» **THE INPUT**:
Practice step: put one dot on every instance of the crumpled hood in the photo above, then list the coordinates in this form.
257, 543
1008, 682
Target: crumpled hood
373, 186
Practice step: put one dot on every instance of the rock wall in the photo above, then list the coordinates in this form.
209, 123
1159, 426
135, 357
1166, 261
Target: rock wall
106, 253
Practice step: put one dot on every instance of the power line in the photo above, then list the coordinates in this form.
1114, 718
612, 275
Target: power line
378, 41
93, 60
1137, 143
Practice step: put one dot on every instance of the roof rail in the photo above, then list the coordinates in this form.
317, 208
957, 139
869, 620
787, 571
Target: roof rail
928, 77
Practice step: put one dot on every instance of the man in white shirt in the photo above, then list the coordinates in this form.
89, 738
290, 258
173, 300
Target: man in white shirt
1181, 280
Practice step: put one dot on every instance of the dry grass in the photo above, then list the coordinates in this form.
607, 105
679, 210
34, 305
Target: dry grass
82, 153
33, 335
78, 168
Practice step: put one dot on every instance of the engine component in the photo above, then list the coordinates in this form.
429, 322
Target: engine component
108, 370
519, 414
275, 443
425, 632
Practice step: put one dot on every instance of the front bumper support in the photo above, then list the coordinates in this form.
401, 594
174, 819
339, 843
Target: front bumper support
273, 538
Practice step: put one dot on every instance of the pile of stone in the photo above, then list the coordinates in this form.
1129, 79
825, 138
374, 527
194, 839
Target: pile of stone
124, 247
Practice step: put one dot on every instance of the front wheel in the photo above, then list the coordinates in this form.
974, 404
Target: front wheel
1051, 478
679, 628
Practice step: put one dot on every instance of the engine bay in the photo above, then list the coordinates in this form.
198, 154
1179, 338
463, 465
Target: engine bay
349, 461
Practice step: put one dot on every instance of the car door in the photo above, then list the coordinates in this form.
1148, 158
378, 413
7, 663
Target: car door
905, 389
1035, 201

--

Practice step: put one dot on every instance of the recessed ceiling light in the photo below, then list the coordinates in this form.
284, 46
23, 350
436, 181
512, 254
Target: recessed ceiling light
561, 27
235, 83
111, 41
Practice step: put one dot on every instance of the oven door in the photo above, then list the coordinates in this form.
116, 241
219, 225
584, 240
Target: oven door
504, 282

» **SHORT TASK**:
Locate each line in the material above that contains the word "bumper", and copy those lines.

» **FULL ANSWER**:
Practice step: put one dot on every instance of the front bumper support in the photo above, then list the coordinates in this form.
Target: front bumper support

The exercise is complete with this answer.